Showing posts with label Sandra Cisneros. Show all posts
Showing posts with label Sandra Cisneros. Show all posts

Wednesday, February 8, 2023

Developing Your Literary Sense of Smell: Guest Blog by Nancy Lord

This is a guest blog by Nancy Lord, former Alaska State Writer Laureate and author of many books of fiction and nonfiction. Please see the end of the blog for her full bio.

 

Nancy Lord (photo: Stacy Studebaker)
Smell is the most fundamental of our senses, with a direct line to basic brain functions and the emotional memories associated with odors. Smell—or even just a memory of smell—triggers the release of oxytocin, associated with the ability to trust and form attachments. It’s a powerful and underused sense to include in our writing.

In “A Natural History of the Senses,” Diane Ackerman writes: “Smells detonate softly in our memory like poignant land mines, hidden under the weedy mass of many years and experiences. Hit a tripwire of smell, and memories explode all at once.”

 

I’m sure it’s the same for you, that certain smells take you right back to powerful childhood memories. It might be the smell of perfume your grandmother wore, coal smoke from your neighbor’s fire, or the wet fur of your beloved dog. For me, whenever I smell a freshwater lake I’m right back at Lake Winnipesaukee, New Hampshire, where my family spent two weeks every summer when I was small. An instant picture of the boathouse and dock presents itself, along with the sound of lapping water, and then a whole surround of memories and strong, positive emotions. The smell of burning leaves brings me to the taste of baked apples (cored, with raisins and brown sugar added) that we used to wrap in foil and cook in the piles of raked leaves we burned along the curbs in the street where I grew up. I “feel” such smells in waves of nostalgia and emotion, as physical effects.

 

Try looking at a page of your writing and mark each sensory detail—of any sense—but put a bold box around any description of smell…. See if you use any of the senses. Pay special attention to whether you involve one or more smells. Do you see more opportunities to include smell and other sensory details?

 

It’s been said that modern literature has been “deodorized,” especially in North American writing, just as we’ve eliminated or covered up so many natural odors in our modern lives. If you look at eighteenth and nineteenth century writings, you’ll find a lot more smells—especially of bodies, death, coal smoke, etc.

::::::::

§ **WHAT TO WORK ON**:
1 – Using the guest blog on smell, explain in one to three sentences why smell is a powerful sense to include in writing.
2 – Reproduce the guest blog on smell word for word, from "This is a guest" to "in our writing.".
3 – Write the next part of the guest blog on smell, picking up after its final sentence.
The data after this point has no connection to the guest blog on smell.

§ **COLLECTED DATA**:
::::::::

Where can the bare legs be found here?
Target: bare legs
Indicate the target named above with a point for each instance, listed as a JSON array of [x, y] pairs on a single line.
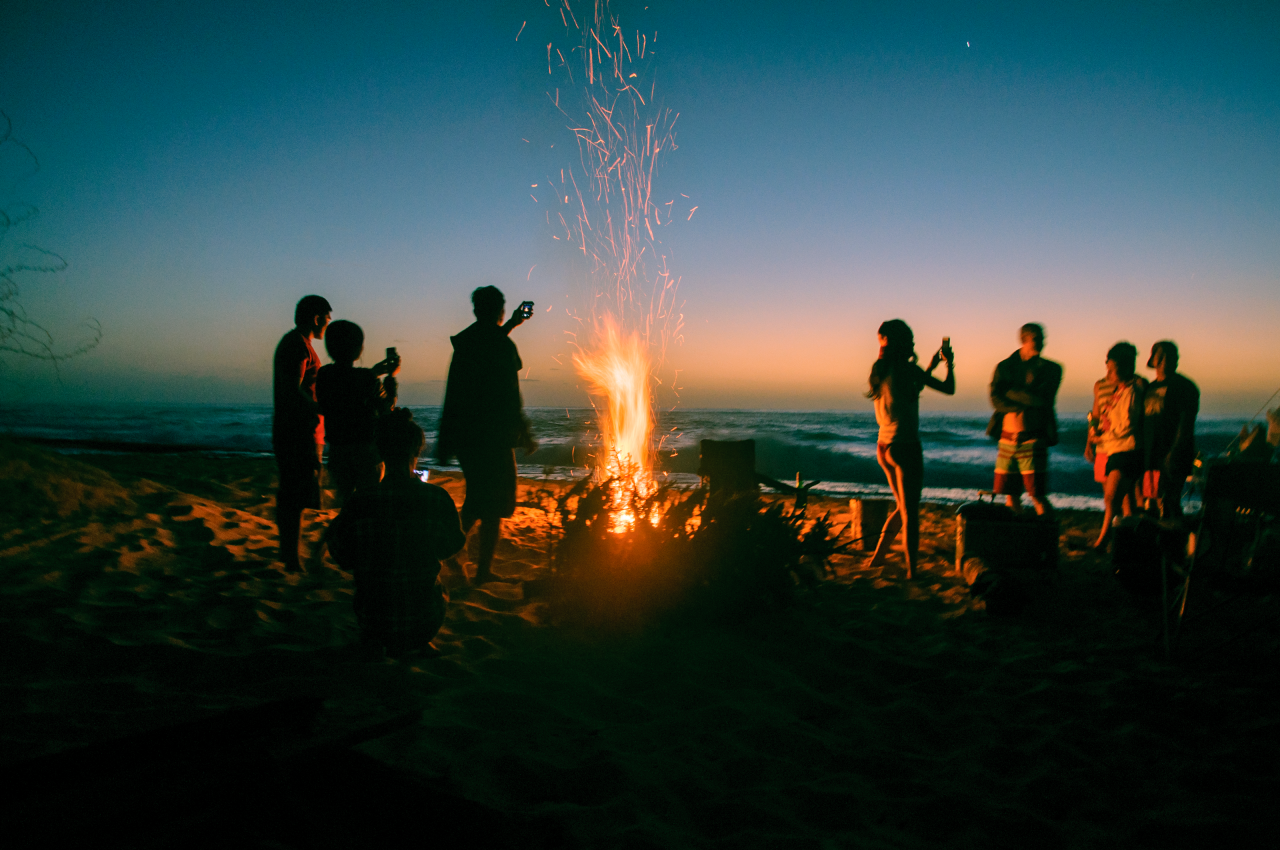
[[1116, 492], [487, 542], [904, 467]]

::::::::

§ **TASK RESULTS**:
1 – Smell is the most fundamental of the senses, with a direct line to basic brain functions and to the emotional memories tied to odors. Smell, or even a memory of it, also triggers the release of oxytocin, which is associated with the ability to trust and form attachments.

2 –
This is a guest blog by Nancy Lord, former Alaska State Writer Laureate and author of many books of fiction and nonfiction. Please see the end of the blog for her full bio.

 

Nancy Lord (photo: Stacy Studebaker)
Smell is the most fundamental of our senses, with a direct line to basic brain functions and the emotional memories associated with odors. Smell—or even just a memory of smell—triggers the release of oxytocin, associated with the ability to trust and form attachments. It’s a powerful and underused sense to include in our writing.

3 –
 

Each of us reacts differently to a smell, in life and on the page. The smell of a certain aftershave will mean one thing when it’s associated with a loving father and something else if associated with a child molester. In other words, you can’t count on a certain smell to create a common response in readers—although something like fresh bread smells are probably mouth-watering for all of us, and the smell of decayed flesh is probably stomach-turning.)

 

So, here’s what’s happening in our brains when we smell. Smell is the oldest sense evolutionarily. It goes all the way back to creatures living in the sea that responded to chemicals in the water, even before sight, hearing, or touch. That’s why it’s called a rudimentary sense. Our brains started with smell.  You can say that we think because we smell. Only smell has a direct line to our pre-cognitive brains.

 

My friend Jill McCabe Johnson has said it as well as anyone, in an essay in Brevity: “A writer’s references to the other senses help readers create an imagined facsimile, but with smell, readers just know. Not only can they experience an immediate, intimate understanding, but smell might actually help readers set aside their disbelief and bond with the characters, because smell—even the memory of smell—is believed to trigger oxytocin, and oxytocin has been associated with our ability to trust and form attachments.”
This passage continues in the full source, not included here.